Stored data:
──────
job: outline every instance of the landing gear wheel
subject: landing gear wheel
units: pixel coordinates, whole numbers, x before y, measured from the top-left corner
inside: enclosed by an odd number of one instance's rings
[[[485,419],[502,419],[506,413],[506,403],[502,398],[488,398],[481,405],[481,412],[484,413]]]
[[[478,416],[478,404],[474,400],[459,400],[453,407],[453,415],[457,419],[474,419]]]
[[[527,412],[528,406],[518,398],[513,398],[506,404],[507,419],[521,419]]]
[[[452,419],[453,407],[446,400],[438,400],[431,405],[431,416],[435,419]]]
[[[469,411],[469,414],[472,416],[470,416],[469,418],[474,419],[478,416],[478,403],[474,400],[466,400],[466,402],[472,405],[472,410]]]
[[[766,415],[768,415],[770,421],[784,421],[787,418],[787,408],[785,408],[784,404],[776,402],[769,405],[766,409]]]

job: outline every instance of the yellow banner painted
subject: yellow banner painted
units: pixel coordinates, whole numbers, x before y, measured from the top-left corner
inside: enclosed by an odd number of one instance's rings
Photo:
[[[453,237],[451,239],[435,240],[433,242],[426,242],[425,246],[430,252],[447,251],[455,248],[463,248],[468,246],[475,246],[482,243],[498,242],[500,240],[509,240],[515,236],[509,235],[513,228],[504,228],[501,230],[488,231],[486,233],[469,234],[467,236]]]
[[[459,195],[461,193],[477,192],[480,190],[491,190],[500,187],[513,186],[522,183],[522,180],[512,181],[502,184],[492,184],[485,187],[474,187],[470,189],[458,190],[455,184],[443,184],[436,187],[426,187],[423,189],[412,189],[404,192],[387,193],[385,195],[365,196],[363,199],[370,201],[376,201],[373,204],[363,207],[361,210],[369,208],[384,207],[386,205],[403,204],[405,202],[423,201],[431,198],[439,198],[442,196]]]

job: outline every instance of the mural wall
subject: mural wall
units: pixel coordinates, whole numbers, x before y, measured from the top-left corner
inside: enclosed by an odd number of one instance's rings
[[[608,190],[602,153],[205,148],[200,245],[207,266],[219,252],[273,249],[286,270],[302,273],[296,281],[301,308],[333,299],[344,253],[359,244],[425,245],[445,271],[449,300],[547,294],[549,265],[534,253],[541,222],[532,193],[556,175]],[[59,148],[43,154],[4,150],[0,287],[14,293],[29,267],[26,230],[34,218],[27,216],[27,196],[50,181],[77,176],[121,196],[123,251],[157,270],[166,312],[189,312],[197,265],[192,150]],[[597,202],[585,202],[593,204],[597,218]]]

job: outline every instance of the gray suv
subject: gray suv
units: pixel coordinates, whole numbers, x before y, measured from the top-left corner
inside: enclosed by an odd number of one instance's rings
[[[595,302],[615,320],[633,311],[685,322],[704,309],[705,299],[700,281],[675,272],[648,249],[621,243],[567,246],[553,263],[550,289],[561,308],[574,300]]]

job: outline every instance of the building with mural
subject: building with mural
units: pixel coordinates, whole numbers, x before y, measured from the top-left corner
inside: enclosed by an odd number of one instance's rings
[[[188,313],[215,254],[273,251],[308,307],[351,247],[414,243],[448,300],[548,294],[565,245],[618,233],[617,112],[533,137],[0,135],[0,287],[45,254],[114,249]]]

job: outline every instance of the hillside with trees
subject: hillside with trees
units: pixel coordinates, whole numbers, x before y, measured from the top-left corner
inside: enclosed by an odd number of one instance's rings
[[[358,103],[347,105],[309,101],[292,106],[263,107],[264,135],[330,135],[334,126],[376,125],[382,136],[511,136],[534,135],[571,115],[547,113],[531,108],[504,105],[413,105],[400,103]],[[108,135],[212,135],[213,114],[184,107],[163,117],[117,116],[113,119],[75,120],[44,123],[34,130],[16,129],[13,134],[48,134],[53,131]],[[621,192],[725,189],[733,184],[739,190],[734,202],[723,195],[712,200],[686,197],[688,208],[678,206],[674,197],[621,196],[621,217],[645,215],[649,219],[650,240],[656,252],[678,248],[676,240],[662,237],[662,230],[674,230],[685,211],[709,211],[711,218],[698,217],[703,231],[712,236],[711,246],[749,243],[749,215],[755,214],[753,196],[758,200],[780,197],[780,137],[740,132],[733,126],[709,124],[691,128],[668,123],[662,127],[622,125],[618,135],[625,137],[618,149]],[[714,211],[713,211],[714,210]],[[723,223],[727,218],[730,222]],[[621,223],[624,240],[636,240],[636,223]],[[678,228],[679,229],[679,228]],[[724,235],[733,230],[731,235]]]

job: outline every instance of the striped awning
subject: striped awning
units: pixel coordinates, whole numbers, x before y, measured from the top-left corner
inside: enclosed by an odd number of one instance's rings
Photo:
──────
### PROBLEM
What you need to do is retype all the entries exactly as written.

### OUTPUT FOR THIS EXERCISE
job: outline every instance of the landing gear wheel
subject: landing gear wheel
units: pixel coordinates, whole numbers, x before y, measured from the top-left corner
inside: enclosed by an odd number of one instance's rings
[[[485,419],[502,419],[506,413],[506,403],[502,398],[488,398],[481,405],[481,412],[484,413]]]
[[[478,416],[478,404],[474,400],[459,400],[453,407],[453,415],[457,419],[474,419]]]
[[[527,412],[528,406],[518,398],[513,398],[506,404],[507,419],[521,419]]]
[[[452,419],[453,407],[446,400],[438,400],[431,405],[431,416],[435,419]]]
[[[469,411],[469,414],[472,416],[470,416],[469,418],[474,419],[478,416],[478,403],[474,400],[466,400],[466,402],[472,405],[472,410]]]
[[[766,415],[768,415],[770,421],[784,421],[787,418],[787,408],[785,408],[784,404],[776,402],[769,405],[766,409]]]

job: outline every instance of the yellow banner painted
subject: yellow banner painted
units: pixel coordinates, whole numbers, x before y, measured from the top-left corner
inside: enclosed by an odd number of one instance's rings
Photo:
[[[453,237],[451,239],[435,240],[433,242],[426,242],[425,246],[430,252],[447,251],[455,248],[463,248],[468,246],[475,246],[482,243],[498,242],[500,240],[509,240],[515,236],[509,235],[513,228],[504,228],[501,230],[488,231],[486,233],[469,234],[467,236]]]
[[[459,195],[461,193],[477,192],[480,190],[491,190],[500,187],[513,186],[522,183],[522,180],[512,181],[502,184],[492,184],[485,187],[474,187],[470,189],[458,190],[455,184],[443,184],[436,187],[426,187],[423,189],[412,189],[404,192],[387,193],[385,195],[365,196],[363,199],[370,201],[376,201],[373,204],[363,207],[361,210],[369,208],[384,207],[386,205],[403,204],[405,202],[423,201],[431,198],[439,198],[442,196]]]

job: outline every instance of the mural wall
subject: mural wall
units: pixel coordinates, whole numbers, x before y, measured from the top-left corner
inside: enclosed by an odd number of one instance's rings
[[[608,190],[602,153],[205,148],[200,245],[207,266],[219,252],[273,249],[286,270],[302,273],[296,281],[301,308],[333,299],[344,253],[359,244],[425,245],[445,271],[449,300],[547,294],[549,265],[534,253],[541,222],[532,193],[556,175]],[[59,148],[43,154],[4,150],[0,287],[14,293],[29,267],[26,230],[34,218],[27,216],[27,196],[50,181],[77,176],[121,196],[123,251],[157,270],[166,312],[189,312],[197,265],[192,150]],[[597,202],[585,202],[593,204],[597,218]]]

job: outline every instance of the gray suv
subject: gray suv
units: pixel coordinates, whole numbers, x before y, measured from the top-left corner
inside: enclosed by an odd number of one instance's rings
[[[595,302],[615,320],[633,311],[685,322],[704,309],[705,299],[700,281],[675,272],[648,249],[621,243],[567,246],[553,263],[550,289],[561,308],[574,300]]]

job: outline every instance of the building with mural
subject: building with mural
units: pixel coordinates, whole numbers, x before y, measured from the top-left corner
inside: enclosed by an odd number of one instance's rings
[[[188,313],[215,254],[273,251],[308,307],[351,247],[414,243],[448,300],[548,294],[565,245],[618,233],[617,112],[533,137],[0,135],[0,287],[45,254],[114,249]]]

job: outline every instance of the hillside with trees
subject: hillside with trees
units: pixel coordinates, whole numbers, x before y, measured from the top-left corner
inside: enclosed by an odd number of one instance's rings
[[[358,103],[347,105],[309,101],[292,106],[263,107],[264,135],[330,135],[334,126],[376,125],[382,136],[511,136],[534,135],[571,115],[547,113],[531,108],[504,105],[413,105],[400,103]],[[108,135],[212,135],[213,114],[184,107],[163,117],[117,116],[113,119],[75,120],[44,123],[34,130],[16,129],[13,134],[48,134],[53,131]],[[621,192],[725,189],[733,184],[739,190],[734,202],[723,195],[712,200],[686,197],[688,208],[678,206],[674,197],[621,196],[621,217],[645,215],[649,219],[650,240],[656,252],[678,248],[676,240],[662,237],[662,230],[674,230],[685,211],[709,211],[711,218],[698,217],[703,231],[712,236],[711,246],[749,243],[749,215],[755,214],[753,196],[758,200],[780,197],[780,137],[740,132],[733,126],[709,124],[691,128],[668,123],[662,127],[622,125],[618,135],[625,137],[618,149]],[[714,211],[713,211],[714,210]],[[723,223],[727,218],[730,222]],[[621,223],[624,240],[636,240],[636,223]],[[678,228],[679,229],[679,228]],[[724,235],[733,230],[731,235]]]

job: outline every instance of the striped awning
subject: striped awning
units: pixel coordinates, whole numbers, x before y, measured from the top-left corner
inside: enclosed by an odd number of one instance's rings
Photo:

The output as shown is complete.